== SOURCE PASSAGE ==
Two years ago, T.J. Hockenson looked exhausted after the Minnesota Vikings’ Week 2 loss to the Philadelphia Eagles. He slumped next to his locker, with grass stains on his white uniform and bags under his eyes. Still, he believed the Vikings could salvage their season.
“0-2, it’s a tough way to start,” he said. “But there’s a lot of football ahead of us. There’s an unwavering belief in this locker room that we’re going to come out with a win every week.”
Only 11.5% of teams that have started 0-2 have made the playoffs. The Los Angeles Chargers beat the Vikings 28-24 the next week, sending them to 0-3. Since 1979, only six teams have lost their first three games and made the playoffs. Of the 158 teams that have started 0-3 since 1990, only four have made the playoffs, and none have reached the Super Bowl.

== YOUR GOAL ==
Continue the passage about T.J. Hockenson and the Minnesota Vikings' 0-3 start, picking up after its final sentence.

== INFORMATION SUPPLIED ==

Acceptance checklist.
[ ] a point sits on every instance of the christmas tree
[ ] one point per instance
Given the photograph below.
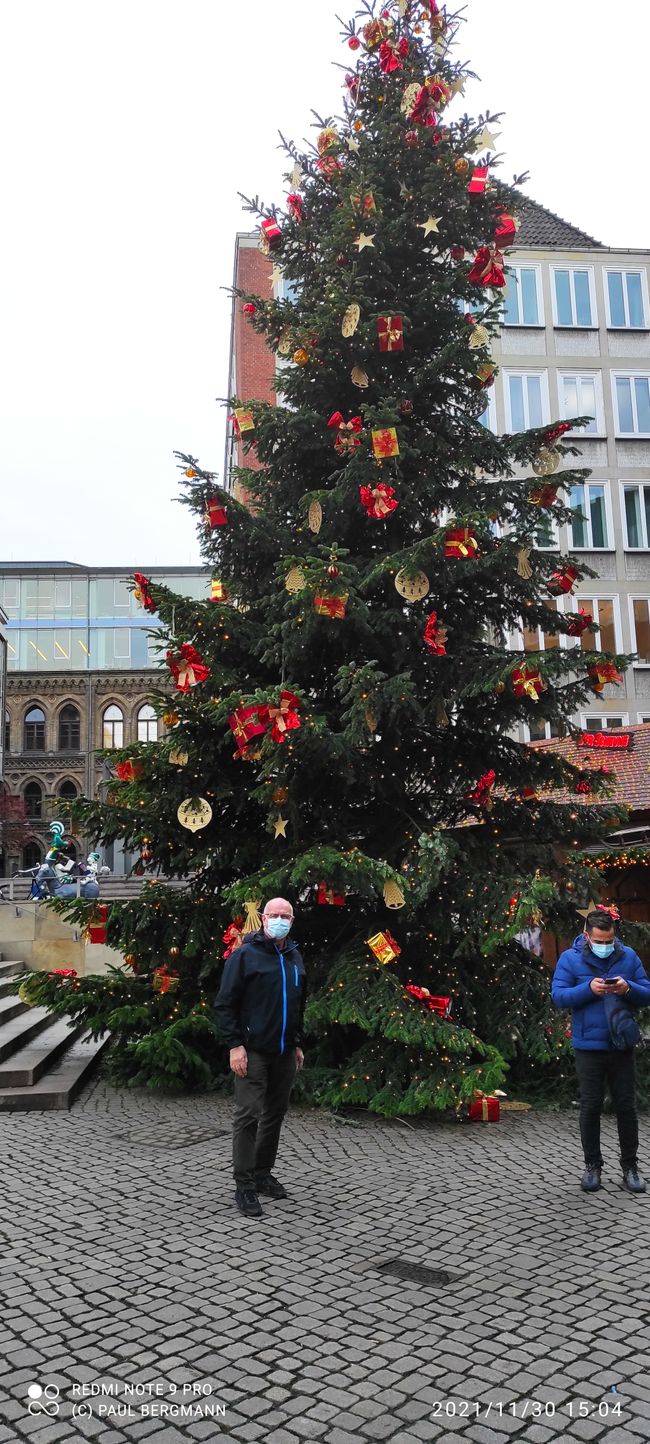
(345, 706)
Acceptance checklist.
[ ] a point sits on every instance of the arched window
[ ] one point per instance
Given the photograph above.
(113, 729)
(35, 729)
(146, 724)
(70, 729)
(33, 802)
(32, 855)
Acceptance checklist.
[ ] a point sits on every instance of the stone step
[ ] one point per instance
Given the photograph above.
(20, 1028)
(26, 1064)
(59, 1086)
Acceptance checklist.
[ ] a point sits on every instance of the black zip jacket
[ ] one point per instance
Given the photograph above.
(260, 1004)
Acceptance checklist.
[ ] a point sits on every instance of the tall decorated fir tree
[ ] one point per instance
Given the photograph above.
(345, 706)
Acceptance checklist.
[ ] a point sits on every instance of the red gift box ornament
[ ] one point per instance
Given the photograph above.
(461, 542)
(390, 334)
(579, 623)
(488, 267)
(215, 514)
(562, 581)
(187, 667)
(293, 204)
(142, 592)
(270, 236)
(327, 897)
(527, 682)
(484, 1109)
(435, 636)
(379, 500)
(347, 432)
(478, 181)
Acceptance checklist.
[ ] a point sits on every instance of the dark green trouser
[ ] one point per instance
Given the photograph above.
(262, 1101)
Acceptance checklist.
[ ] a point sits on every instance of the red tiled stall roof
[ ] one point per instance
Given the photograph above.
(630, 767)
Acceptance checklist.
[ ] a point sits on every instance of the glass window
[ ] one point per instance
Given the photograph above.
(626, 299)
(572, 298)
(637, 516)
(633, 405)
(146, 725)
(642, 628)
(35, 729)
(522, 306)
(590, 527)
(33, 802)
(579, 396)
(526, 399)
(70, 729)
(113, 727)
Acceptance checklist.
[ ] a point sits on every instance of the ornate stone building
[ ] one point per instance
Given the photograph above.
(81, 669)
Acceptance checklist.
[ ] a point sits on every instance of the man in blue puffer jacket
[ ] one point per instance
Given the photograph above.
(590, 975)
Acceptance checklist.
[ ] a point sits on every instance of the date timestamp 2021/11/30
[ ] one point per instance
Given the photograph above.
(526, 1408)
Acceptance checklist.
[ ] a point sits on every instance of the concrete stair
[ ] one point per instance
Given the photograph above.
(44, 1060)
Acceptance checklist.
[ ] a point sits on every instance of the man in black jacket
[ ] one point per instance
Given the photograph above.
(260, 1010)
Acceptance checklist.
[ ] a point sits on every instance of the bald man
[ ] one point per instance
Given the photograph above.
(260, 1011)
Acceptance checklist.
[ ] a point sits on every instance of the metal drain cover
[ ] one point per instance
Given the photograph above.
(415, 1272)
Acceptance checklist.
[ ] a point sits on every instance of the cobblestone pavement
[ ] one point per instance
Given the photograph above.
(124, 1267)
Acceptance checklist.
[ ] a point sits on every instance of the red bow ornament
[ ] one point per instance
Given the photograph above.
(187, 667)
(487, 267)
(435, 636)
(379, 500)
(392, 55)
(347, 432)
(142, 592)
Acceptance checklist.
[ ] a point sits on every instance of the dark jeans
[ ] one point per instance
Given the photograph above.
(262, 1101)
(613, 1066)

== RESPONSE AREA ==
Minnesota didn’t buck the odds that year, despite adding Dalton Risner and Cam Akers after Week 3. Justin Jefferson and Kirk Cousins suffered non-contact injuries in Week 5 and Week 8, respectively, that kept them out for most of the season. Joshua Dobbs only had so much magic. However, because the Vikings didn’t tank in 2023, they missed out on Drake Maye, who led the New England Patriots to the Super Bowl this year.
Tanking is controversial because it creates rifts in the organization. Front offices and ownership want to tank to get a higher draft pick, especially with a team that doesn’t have a franchise quarterback, but players and coaches don’t.
Ultimately, the Vikings don’t believe in tanking. Brian Flores is suing the Miami Dolphins because their owner allegedly was going to pay him to tank. Kwesi Adofo-Mensah has called tanking “unconscionable.” Ownership always wants the team to be “super competitive.”
Players never want to do it because they play through injuries and often have short careers. Coaches don’t want to risk the front office firing them for losing, even if it’s intentional tanking. Losing records also tarnishe their résumé.
Still, tanking would have been easy to execute and more justified in 2023. The Vikings could have told Jefferson to shut it down after his hamstring injury and tried to trade Cousins. Some instances of tanking are less painful than others.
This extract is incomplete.